[DATA PROVIDED — start]

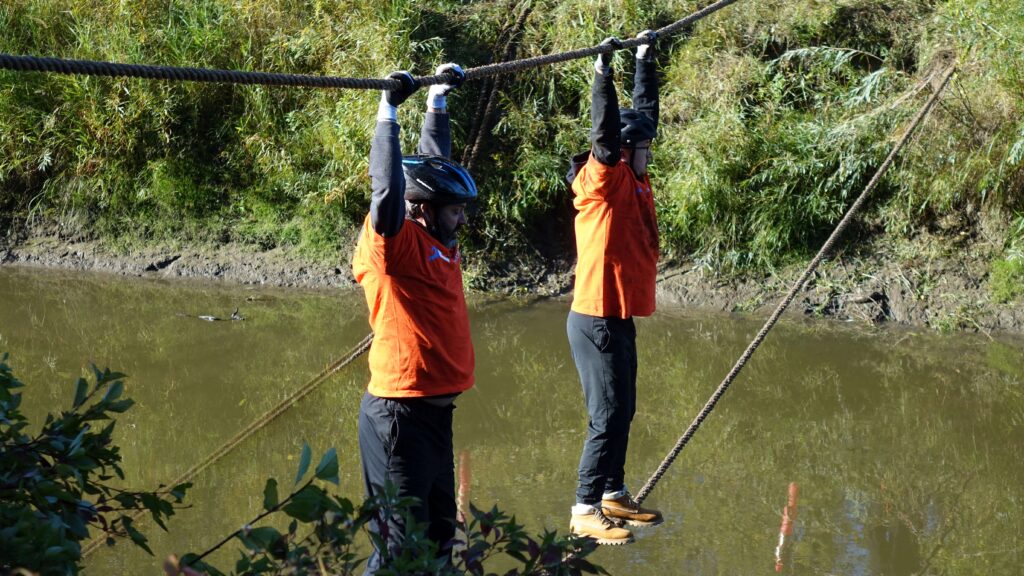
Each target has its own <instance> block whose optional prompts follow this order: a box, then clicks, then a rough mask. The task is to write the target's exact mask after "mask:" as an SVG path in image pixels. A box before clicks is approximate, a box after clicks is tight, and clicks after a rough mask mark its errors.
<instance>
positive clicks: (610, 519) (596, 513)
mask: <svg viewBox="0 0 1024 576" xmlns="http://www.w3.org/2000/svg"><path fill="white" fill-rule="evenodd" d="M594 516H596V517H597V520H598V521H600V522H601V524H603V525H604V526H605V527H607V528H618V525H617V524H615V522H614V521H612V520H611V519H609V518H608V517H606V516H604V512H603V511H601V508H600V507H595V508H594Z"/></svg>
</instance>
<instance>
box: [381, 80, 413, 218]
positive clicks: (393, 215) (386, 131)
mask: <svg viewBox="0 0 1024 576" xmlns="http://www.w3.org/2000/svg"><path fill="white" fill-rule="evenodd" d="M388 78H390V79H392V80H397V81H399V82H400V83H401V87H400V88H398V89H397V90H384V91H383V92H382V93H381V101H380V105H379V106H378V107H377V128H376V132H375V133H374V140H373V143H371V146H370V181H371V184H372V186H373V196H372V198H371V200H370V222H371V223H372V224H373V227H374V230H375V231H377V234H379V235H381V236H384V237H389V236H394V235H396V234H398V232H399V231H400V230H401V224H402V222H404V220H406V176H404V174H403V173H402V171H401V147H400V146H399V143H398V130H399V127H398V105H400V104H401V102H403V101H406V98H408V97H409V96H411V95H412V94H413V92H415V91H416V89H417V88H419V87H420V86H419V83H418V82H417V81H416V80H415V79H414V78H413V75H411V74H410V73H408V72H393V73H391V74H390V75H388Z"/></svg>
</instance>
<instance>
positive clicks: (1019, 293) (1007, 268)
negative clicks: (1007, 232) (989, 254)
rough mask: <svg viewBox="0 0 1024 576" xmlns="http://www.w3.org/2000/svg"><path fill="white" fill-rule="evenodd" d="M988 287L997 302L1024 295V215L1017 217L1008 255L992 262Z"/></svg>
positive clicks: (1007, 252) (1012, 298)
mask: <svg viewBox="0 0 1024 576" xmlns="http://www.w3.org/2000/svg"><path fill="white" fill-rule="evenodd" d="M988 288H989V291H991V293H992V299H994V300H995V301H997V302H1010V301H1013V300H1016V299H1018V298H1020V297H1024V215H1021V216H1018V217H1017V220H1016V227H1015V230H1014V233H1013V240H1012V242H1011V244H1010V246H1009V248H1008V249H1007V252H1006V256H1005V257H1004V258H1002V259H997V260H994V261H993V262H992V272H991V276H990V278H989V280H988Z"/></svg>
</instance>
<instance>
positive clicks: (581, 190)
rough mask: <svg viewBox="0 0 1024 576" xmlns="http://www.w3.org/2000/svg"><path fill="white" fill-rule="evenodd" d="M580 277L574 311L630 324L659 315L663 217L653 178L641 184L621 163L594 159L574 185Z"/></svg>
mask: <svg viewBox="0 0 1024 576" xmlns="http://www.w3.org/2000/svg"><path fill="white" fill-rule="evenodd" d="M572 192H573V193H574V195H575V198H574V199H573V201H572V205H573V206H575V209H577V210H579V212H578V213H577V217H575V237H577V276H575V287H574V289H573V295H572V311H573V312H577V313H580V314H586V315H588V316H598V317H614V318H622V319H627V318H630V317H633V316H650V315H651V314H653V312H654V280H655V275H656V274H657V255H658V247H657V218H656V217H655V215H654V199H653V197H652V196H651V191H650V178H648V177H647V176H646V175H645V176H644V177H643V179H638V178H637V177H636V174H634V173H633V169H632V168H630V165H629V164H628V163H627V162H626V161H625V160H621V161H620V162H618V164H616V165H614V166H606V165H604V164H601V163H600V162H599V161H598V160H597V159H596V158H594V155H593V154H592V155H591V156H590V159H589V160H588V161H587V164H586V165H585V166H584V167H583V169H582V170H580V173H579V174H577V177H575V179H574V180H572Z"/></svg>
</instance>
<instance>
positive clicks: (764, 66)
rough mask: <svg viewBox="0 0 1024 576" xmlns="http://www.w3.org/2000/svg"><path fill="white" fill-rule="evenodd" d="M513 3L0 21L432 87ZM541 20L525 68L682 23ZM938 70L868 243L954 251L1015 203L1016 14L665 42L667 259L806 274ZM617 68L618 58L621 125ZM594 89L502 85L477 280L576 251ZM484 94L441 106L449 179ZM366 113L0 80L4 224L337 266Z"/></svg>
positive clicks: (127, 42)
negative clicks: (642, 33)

[DATA PROVIDED — finish]

REQUIREMENT:
The lines beginning with the one that holds "positive clicks: (764, 66)" and ending with the last line of the data above are to be reproduced exactly, and nothing else.

YOUR SOLUTION:
positive clicks: (764, 66)
rough mask: <svg viewBox="0 0 1024 576" xmlns="http://www.w3.org/2000/svg"><path fill="white" fill-rule="evenodd" d="M513 3L0 21L432 87ZM541 20L525 68L682 23ZM938 70L868 243L954 251L1015 203L1016 14L665 42L667 259L806 274ZM617 68L618 58L621 125ZM594 89L502 85L477 280L576 251ZM484 94L441 106L449 179ZM366 113L0 80L4 224L337 266Z"/></svg>
positive clicks: (127, 42)
negative clicks: (642, 33)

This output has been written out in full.